» INSTRUCTIONS TO FOLLOW: Copy the listing from the line containing "Expected: one pin per instance of the lanyard" through the end of the listing, including both the first and the last line.

» DATA SHOWN:
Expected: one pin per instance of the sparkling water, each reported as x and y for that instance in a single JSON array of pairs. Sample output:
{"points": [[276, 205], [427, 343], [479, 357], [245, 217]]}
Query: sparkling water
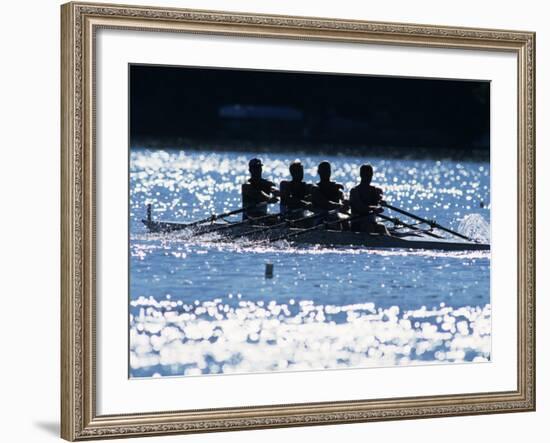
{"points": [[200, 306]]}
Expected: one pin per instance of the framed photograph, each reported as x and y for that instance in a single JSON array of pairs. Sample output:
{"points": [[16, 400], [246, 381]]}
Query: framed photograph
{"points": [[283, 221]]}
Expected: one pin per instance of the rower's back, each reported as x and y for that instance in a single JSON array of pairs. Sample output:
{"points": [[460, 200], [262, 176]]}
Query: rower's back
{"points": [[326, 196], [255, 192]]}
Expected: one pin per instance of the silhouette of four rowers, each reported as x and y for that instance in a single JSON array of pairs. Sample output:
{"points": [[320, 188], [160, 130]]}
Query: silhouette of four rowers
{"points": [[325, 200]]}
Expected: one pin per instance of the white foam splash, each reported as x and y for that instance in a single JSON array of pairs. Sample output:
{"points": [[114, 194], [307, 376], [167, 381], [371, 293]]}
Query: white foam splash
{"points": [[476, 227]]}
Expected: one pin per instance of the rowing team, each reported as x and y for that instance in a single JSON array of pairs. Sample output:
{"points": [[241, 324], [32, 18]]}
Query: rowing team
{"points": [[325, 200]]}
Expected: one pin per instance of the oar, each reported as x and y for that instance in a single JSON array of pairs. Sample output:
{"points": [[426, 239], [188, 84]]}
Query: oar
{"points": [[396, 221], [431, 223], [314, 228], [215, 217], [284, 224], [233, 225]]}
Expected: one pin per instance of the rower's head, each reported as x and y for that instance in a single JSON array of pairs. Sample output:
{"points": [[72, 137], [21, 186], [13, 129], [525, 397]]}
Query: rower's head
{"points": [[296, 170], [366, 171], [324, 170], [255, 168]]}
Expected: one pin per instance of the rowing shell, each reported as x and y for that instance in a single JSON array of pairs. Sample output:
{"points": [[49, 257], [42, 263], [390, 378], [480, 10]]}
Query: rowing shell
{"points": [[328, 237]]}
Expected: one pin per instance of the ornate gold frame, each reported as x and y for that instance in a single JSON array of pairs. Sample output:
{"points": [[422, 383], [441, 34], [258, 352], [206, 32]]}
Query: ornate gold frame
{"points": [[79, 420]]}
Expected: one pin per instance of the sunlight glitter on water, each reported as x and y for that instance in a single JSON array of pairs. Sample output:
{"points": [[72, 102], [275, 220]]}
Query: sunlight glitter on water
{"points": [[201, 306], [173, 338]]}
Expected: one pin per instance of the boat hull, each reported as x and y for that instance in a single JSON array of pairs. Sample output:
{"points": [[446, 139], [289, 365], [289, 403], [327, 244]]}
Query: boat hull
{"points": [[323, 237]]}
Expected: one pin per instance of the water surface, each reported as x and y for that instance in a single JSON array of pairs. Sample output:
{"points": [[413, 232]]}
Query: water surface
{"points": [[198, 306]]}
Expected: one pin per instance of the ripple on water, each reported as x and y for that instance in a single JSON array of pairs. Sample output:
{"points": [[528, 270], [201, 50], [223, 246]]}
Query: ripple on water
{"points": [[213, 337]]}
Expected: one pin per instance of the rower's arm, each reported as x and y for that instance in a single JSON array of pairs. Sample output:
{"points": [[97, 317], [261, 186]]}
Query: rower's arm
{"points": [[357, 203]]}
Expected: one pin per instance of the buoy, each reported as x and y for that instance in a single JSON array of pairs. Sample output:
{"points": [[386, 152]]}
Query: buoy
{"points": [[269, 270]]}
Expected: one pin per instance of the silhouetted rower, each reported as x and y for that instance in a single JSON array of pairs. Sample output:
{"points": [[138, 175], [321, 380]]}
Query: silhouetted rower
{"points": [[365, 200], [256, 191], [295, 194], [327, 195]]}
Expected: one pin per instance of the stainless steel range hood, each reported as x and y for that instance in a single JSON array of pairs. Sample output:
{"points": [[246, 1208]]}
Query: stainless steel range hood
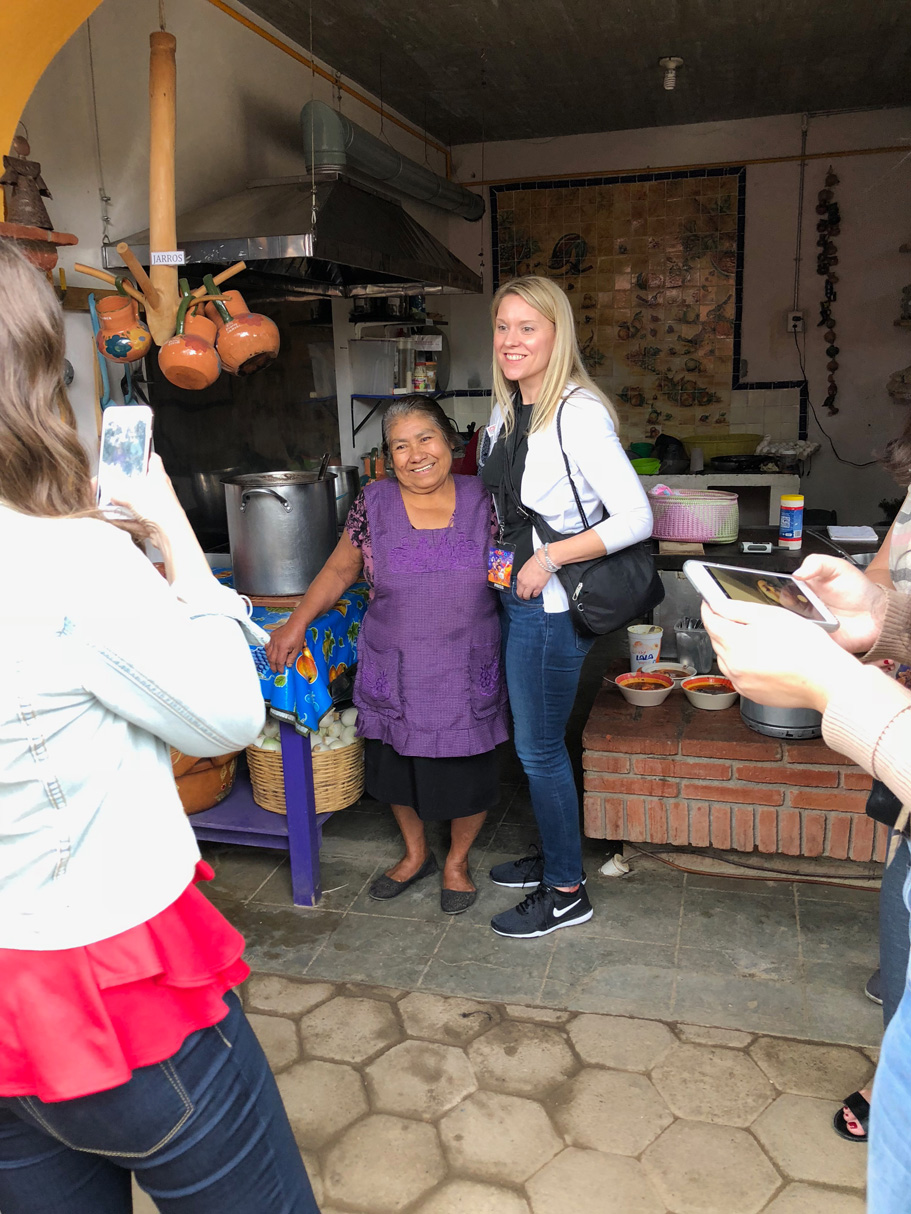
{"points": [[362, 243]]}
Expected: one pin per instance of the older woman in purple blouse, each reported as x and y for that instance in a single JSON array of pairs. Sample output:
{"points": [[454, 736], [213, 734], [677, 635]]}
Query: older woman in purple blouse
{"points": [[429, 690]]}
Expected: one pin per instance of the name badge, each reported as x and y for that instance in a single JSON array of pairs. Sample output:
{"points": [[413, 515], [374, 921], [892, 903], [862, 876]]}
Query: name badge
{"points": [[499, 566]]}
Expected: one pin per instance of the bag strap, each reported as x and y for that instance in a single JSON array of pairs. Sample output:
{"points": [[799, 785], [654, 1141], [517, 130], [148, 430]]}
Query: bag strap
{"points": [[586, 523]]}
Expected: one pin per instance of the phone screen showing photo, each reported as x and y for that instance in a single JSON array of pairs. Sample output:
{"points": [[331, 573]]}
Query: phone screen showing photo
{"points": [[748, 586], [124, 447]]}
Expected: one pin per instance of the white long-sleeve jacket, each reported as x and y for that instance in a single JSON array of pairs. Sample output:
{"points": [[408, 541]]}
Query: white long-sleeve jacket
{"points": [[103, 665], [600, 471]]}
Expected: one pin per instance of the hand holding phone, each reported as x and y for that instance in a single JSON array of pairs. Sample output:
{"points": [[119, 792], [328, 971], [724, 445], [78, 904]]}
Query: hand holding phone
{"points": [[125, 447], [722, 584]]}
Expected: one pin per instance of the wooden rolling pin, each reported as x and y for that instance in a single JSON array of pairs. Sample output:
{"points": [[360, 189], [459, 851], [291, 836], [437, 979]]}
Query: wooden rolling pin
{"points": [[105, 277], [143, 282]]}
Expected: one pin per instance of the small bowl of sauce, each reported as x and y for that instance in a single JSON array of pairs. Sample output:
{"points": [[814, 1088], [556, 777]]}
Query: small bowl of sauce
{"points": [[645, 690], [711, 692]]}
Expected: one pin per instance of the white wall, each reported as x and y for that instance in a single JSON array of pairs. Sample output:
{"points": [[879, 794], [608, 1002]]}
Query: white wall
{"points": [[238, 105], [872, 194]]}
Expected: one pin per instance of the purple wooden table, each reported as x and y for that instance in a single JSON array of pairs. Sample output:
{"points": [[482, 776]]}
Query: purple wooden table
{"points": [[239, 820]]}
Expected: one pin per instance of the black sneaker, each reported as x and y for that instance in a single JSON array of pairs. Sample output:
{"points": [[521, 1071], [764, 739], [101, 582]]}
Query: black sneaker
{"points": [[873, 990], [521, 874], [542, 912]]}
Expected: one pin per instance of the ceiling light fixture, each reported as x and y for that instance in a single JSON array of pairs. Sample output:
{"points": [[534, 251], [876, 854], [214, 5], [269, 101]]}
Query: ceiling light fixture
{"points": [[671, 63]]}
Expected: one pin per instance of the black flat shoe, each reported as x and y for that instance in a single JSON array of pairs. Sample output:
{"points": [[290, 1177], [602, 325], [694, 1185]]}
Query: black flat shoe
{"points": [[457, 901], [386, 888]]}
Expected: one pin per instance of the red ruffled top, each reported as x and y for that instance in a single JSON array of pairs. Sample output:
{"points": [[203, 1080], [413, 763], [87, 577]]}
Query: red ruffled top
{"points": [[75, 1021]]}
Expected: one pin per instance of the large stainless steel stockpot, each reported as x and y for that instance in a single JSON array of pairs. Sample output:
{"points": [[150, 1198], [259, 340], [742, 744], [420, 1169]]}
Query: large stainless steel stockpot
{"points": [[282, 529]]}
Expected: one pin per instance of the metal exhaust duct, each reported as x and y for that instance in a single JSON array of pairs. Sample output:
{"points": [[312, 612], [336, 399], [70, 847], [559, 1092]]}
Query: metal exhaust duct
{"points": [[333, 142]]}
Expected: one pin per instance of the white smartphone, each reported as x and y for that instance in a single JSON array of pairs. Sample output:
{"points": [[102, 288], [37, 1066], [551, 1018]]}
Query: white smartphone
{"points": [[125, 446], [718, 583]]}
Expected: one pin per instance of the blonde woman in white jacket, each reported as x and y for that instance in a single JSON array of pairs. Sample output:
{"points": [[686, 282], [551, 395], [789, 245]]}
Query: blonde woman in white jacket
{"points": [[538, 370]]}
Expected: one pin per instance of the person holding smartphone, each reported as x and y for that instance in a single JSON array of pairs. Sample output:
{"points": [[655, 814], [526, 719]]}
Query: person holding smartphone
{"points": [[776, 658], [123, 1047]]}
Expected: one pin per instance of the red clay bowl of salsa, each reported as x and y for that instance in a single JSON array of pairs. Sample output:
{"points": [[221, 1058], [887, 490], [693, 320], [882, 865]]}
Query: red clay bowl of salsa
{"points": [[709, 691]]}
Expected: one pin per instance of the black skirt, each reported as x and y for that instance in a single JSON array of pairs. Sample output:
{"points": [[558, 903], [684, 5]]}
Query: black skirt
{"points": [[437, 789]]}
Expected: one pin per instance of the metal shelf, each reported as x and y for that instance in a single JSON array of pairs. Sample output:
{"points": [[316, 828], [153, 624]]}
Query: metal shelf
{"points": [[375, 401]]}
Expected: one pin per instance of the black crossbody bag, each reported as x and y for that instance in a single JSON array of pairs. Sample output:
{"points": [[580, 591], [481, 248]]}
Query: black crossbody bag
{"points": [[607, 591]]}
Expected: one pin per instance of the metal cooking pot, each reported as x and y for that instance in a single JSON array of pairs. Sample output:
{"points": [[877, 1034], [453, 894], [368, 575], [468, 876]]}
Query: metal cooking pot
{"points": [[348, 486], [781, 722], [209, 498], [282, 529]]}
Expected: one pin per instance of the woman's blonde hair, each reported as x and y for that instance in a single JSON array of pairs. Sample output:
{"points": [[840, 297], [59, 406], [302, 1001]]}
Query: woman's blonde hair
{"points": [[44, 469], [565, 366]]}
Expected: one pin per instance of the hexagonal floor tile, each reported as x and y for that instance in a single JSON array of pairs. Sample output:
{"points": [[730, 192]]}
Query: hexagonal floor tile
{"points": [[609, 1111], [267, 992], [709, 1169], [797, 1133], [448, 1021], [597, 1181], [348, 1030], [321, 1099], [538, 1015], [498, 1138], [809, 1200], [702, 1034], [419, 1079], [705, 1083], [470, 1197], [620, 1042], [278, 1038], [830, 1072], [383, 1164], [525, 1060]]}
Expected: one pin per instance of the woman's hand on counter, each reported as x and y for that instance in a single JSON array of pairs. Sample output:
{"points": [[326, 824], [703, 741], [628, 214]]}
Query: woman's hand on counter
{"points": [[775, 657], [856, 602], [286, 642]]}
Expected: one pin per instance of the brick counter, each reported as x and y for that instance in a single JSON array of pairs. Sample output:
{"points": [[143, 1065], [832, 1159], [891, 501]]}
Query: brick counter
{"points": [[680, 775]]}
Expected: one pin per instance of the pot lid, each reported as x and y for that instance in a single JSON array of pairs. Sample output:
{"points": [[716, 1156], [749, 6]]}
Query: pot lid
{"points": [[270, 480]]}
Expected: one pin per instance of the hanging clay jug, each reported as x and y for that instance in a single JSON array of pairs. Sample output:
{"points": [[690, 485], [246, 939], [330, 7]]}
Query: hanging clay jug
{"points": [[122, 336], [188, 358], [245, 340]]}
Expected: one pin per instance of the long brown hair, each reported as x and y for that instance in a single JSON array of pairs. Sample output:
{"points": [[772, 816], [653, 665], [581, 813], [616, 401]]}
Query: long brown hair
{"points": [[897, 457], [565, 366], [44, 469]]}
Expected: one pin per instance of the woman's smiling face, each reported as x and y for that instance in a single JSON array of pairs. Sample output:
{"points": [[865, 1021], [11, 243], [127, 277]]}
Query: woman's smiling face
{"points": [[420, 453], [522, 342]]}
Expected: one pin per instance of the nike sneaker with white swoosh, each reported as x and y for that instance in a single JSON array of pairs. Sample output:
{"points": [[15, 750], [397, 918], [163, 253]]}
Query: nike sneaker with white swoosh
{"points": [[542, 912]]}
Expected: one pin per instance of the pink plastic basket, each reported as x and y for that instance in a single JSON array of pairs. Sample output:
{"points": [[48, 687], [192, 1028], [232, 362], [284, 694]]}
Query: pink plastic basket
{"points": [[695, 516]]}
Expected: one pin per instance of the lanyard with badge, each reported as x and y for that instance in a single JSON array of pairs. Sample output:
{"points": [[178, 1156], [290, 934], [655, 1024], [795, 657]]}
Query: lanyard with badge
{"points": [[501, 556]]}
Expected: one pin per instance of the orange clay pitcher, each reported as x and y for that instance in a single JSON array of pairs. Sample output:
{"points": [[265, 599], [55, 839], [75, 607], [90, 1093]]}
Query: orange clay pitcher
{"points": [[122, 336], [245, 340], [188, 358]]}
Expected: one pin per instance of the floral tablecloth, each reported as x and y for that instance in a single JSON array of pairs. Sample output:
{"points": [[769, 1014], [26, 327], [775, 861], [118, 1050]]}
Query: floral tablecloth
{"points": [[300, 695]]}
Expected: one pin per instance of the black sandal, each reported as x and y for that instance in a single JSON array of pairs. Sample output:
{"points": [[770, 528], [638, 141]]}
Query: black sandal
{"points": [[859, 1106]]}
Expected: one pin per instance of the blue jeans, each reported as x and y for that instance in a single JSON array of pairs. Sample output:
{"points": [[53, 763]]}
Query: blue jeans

» SOLVED EXERCISE:
Expected: one pin per instance of the lanyard with badge, each reported as x and y for that instance in a single JSON array of pairs. Sample output:
{"points": [[178, 1156], [290, 934], [655, 1024], [795, 657]]}
Query: lanyard with badge
{"points": [[501, 556]]}
Expected: one pin per instance of the orange clay pitcher, each reported as x and y for that instance in a single JSON array of pairs. Sample output:
{"points": [[265, 599], [55, 839], [75, 607], [90, 1093]]}
Query: orange clay pitcher
{"points": [[122, 336], [245, 340], [188, 358]]}
Expected: one pin per instance of the floral tablecloth, each reported as x and y for that instance in a single JSON array of pairs. Sample output:
{"points": [[769, 1014], [26, 327], [775, 861], [118, 1050]]}
Query: floral tablecloth
{"points": [[300, 695]]}
Expected: one pin per instance of the black sandal, each reported as x and y for that instance in a single JSON array of pairs. Sample output:
{"points": [[770, 528], [638, 141]]}
Query: black sandal
{"points": [[859, 1106]]}
Expected: one pin per instance of the blue jeans, each reported as x and y for that instance in a single JSON array of pairs. Sample output:
{"points": [[53, 763]]}
Query: blue jeans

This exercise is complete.